- Records to process -
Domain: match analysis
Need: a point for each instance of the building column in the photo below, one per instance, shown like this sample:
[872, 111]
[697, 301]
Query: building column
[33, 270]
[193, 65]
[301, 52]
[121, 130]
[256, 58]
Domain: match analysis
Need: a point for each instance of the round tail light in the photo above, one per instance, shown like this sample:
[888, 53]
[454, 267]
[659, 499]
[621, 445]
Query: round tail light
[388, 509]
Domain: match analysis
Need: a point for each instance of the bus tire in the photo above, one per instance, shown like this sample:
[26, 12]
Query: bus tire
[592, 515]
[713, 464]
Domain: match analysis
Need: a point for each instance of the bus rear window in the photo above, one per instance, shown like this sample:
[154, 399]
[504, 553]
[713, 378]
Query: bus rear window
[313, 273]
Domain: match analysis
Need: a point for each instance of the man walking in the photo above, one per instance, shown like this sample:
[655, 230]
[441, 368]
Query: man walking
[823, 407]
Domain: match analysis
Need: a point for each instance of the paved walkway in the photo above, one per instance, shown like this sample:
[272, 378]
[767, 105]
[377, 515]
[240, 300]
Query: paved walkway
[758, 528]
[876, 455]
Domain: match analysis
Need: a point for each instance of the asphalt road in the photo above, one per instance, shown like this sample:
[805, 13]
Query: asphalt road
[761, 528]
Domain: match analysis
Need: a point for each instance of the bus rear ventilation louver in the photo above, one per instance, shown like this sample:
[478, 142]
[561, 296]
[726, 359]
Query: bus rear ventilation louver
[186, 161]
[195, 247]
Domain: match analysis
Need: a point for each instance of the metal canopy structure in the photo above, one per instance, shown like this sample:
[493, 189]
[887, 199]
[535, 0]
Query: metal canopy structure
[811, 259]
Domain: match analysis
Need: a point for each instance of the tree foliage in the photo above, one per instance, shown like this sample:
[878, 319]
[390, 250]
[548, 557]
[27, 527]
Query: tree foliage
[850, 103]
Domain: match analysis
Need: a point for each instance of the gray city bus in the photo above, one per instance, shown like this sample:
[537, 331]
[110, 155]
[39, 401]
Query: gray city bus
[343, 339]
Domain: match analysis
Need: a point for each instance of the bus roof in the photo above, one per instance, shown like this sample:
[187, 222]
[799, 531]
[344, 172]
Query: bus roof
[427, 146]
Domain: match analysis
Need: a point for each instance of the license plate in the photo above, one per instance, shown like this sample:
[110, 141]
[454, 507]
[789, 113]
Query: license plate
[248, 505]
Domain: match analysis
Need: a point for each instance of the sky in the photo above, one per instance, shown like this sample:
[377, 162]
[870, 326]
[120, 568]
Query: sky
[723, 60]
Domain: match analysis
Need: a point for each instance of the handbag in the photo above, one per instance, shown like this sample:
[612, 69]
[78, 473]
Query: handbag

- Exercise goal -
Go through the data above and copy each line in which "handbag" appears.

- Completed exercise -
Need: a point for each instance of the handbag in the photo above, one per instance, shown like this sample:
Query: handbag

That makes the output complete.